• **To be done**: Return each of the following lines unchanged, from first to last.

>> BEGIN Information supplied

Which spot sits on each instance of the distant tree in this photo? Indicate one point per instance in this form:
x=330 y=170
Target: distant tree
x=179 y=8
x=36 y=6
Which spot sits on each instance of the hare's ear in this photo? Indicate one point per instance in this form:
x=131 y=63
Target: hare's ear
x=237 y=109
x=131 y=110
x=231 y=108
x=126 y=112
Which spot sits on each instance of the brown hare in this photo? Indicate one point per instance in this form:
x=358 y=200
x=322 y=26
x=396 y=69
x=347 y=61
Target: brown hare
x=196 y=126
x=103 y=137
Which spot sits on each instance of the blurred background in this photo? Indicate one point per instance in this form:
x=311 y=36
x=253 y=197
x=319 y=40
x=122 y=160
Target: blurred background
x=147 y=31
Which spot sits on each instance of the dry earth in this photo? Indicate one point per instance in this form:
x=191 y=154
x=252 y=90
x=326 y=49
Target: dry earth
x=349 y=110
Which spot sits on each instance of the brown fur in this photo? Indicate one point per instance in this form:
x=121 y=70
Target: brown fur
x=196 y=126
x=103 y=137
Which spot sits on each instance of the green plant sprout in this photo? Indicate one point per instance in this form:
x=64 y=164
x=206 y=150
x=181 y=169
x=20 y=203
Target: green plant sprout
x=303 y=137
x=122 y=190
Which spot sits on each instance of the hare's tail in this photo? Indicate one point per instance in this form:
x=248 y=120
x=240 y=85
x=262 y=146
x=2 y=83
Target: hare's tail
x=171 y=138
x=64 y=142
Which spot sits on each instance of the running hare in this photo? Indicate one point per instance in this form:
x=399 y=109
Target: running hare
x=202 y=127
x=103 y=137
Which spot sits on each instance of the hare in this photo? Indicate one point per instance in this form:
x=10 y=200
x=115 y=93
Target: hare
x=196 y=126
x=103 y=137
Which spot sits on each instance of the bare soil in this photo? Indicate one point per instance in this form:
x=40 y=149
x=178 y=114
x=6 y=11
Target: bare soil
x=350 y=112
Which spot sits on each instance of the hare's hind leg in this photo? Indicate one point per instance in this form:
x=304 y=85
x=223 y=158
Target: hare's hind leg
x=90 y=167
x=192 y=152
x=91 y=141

>> END Information supplied

• **Result**:
Which spot sits on each instance of the distant tree in this photo? Indicate one point per instance in this form:
x=330 y=170
Target: distant tree
x=179 y=8
x=36 y=6
Which spot sits on each instance of the hare's ear in this photo? Indicate one point per instance in this form:
x=131 y=63
Target: hare's ear
x=237 y=109
x=131 y=110
x=231 y=108
x=126 y=112
Which spot sits on each instance of the brown hare in this photo? Indicate one point per instance in this form:
x=358 y=200
x=322 y=26
x=396 y=69
x=347 y=61
Target: brown hare
x=196 y=126
x=103 y=137
Which spot sits on each instance of the blurred background in this photo? Indicate one point per instance in this form:
x=311 y=36
x=253 y=197
x=319 y=40
x=122 y=160
Target: blurred background
x=147 y=31
Which spot sits on each instance of the dry earth in this photo? Indicate one point per instance in this form:
x=191 y=154
x=252 y=90
x=326 y=49
Target: dry earth
x=349 y=110
Which spot sits on each instance of the brown fur in this photo? Indicate one point per instance in this form:
x=121 y=70
Target: brown fur
x=196 y=126
x=103 y=137
Which spot sits on each instance of the green plant sprout in this photo? Indicate one point per instance in this form:
x=64 y=164
x=206 y=150
x=181 y=169
x=20 y=203
Target: green plant sprout
x=303 y=137
x=122 y=190
Which spot sits on each instance of the hare's tail in this photo? Indicate one point per instance in this form:
x=248 y=120
x=240 y=85
x=262 y=146
x=2 y=83
Target: hare's tail
x=171 y=138
x=64 y=142
Which spot sits on each instance of the running hare in this photo? Indicate one point per instance in this form:
x=399 y=109
Target: running hare
x=202 y=127
x=103 y=137
Which spot sits on each instance of the hare in this photo? Indicate one point per instance in this form:
x=10 y=200
x=115 y=93
Target: hare
x=196 y=126
x=103 y=137
Which spot sits on each instance of the bare soil in this photo? Indicate one point per instance in this form:
x=40 y=149
x=178 y=114
x=6 y=11
Target: bare soil
x=350 y=112
Which spot sits on each instance of the hare's hind leg in this photo? Indicate one point per instance in this form:
x=304 y=85
x=223 y=158
Target: hare's hind leg
x=90 y=167
x=192 y=152
x=91 y=141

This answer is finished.